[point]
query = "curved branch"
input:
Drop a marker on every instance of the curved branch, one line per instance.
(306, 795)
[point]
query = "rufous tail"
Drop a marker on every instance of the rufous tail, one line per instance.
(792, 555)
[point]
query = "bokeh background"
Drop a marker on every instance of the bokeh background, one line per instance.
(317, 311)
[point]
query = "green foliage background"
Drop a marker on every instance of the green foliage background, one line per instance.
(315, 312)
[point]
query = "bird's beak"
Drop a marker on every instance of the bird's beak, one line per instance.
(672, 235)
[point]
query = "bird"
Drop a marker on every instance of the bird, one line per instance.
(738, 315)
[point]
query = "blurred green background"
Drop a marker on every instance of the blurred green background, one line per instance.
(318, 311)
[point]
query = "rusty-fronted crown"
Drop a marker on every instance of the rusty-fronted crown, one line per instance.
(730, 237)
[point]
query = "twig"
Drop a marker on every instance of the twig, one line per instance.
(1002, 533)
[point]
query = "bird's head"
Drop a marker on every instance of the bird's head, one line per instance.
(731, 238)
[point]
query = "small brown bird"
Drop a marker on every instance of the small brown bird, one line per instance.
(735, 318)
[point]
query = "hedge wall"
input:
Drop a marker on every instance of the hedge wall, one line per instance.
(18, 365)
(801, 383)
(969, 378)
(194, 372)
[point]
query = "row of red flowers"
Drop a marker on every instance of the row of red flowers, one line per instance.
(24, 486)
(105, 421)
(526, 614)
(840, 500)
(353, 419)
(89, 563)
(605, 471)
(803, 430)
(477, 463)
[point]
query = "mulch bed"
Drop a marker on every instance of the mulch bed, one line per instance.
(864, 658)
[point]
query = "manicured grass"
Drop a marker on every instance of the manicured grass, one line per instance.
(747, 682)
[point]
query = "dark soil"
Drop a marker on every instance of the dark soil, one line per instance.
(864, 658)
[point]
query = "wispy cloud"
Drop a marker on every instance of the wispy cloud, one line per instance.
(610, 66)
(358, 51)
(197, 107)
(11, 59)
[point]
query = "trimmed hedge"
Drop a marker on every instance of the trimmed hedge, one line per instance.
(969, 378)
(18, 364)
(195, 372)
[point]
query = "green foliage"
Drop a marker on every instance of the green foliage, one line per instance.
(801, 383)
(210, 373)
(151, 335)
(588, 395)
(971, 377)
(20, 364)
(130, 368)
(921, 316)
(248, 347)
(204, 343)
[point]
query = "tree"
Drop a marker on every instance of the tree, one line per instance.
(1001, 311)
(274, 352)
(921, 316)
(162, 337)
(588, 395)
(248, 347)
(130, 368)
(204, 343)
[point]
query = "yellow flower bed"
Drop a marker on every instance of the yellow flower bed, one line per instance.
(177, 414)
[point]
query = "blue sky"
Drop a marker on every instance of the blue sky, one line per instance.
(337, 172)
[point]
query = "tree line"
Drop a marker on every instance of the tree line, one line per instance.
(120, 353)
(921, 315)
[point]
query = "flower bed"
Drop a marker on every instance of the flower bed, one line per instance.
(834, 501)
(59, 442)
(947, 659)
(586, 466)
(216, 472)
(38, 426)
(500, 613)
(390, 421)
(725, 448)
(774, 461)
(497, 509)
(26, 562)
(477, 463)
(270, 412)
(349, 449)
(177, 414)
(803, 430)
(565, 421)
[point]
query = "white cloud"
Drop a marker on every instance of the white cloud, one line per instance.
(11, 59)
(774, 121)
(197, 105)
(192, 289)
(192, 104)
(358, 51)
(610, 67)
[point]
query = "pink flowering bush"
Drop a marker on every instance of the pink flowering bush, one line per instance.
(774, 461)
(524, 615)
---
## [Task to complete]
All entries above are to be copied exactly, with none left out.

## [Response box]
[point]
query = "curved branch"
input:
Drop a marker on every instance of the curved branch, one line per instance.
(306, 795)
[point]
query = "rufous tail"
Drop a marker on every instance of the rufous tail, one line per instance.
(792, 555)
[point]
query = "bokeh background"
Drop a marker on every instance of the bokeh background, one line per instance.
(317, 311)
[point]
query = "green foliage background"
Drop a marker on every instance of the green foliage background, one line per instance.
(315, 312)
[point]
query = "bird's beak"
Drop a marker on every instance of the bird's beak, one line per instance.
(672, 235)
[point]
query = "bird"
Drop a marker on every instance of the bird, one line per instance.
(738, 315)
[point]
query = "blurred green background"
Drop a marker on every instance of the blurred green background, one line per instance.
(318, 311)
[point]
query = "rusty-fronted crown"
Drop a marker on every instance of the rusty-fronted crown, one line per instance.
(730, 237)
[point]
query = "twig"
Drop a marker on every instance of the twig, one line per instance.
(1002, 533)
[point]
query = "bird's head"
Drop a marker on every instance of the bird's head, one line per instance.
(731, 238)
[point]
query = "small brown bird"
Drop a marker on every instance of the small brown bird, one line per instance.
(735, 318)
[point]
query = "hedge wall"
input:
Drop a marker on every instance of the hedge wall, one line per instance.
(18, 365)
(801, 383)
(969, 378)
(194, 372)
[point]
query = "row of red flowers"
Drop a marker on every instance of the row of red flowers, one line per instance.
(24, 486)
(105, 421)
(526, 614)
(840, 500)
(353, 419)
(89, 563)
(605, 471)
(803, 430)
(477, 463)
[point]
query = "mulch bed"
Drop a marker on every instance of the mulch bed, one line per instance.
(864, 658)
[point]
query = "manicured grass"
Drop a marker on every instance of the manicured grass, one line per instance.
(747, 682)
[point]
query = "dark soil"
Drop a marker on every instance of the dark soil, one line per instance.
(864, 658)
[point]
query = "wispy cloud"
Drop a marker on every instance of the wispy cloud, one line per instance.
(610, 66)
(358, 51)
(197, 107)
(11, 59)
[point]
query = "trimmed hedge"
Drop a marker on every instance of the trimmed hedge, one line per instance.
(969, 378)
(18, 364)
(195, 372)
[point]
query = "green foliage"
Drop a marker on every instance of the green foliage, one line per instance.
(801, 383)
(210, 373)
(151, 335)
(588, 395)
(971, 377)
(20, 364)
(130, 368)
(921, 316)
(248, 347)
(204, 343)
[point]
query = "tree"
Drop a marker on every instance of the tree, one line per instance.
(1001, 311)
(274, 352)
(921, 316)
(162, 337)
(588, 395)
(248, 347)
(130, 368)
(204, 343)
[point]
query = "yellow flower bed"
Drop a marker on every instance of the yellow flower bed, one line per instance.
(177, 414)
[point]
query = "blue sky"
Drop a marker on every instance of the blue sky, one line per instance.
(337, 172)
[point]
query = "tree line"
Drop a marker on every instance of the tree line, one line per instance.
(120, 353)
(921, 315)
[point]
query = "flower bed"
Drop a marker on every instance of the flower bed, one line per instance.
(834, 501)
(59, 442)
(947, 659)
(586, 466)
(216, 472)
(38, 426)
(500, 613)
(390, 421)
(725, 448)
(774, 461)
(497, 509)
(26, 562)
(477, 463)
(270, 412)
(349, 449)
(177, 414)
(803, 430)
(565, 421)
[point]
query = "white cloud"
Drop a marker on every instance of the white cloud, one line per instance.
(11, 59)
(774, 121)
(197, 105)
(192, 289)
(192, 104)
(358, 51)
(610, 67)
[point]
query = "pink flowering bush"
Drop a marker on every instance of the pink flowering bush, one line per instance.
(774, 461)
(524, 615)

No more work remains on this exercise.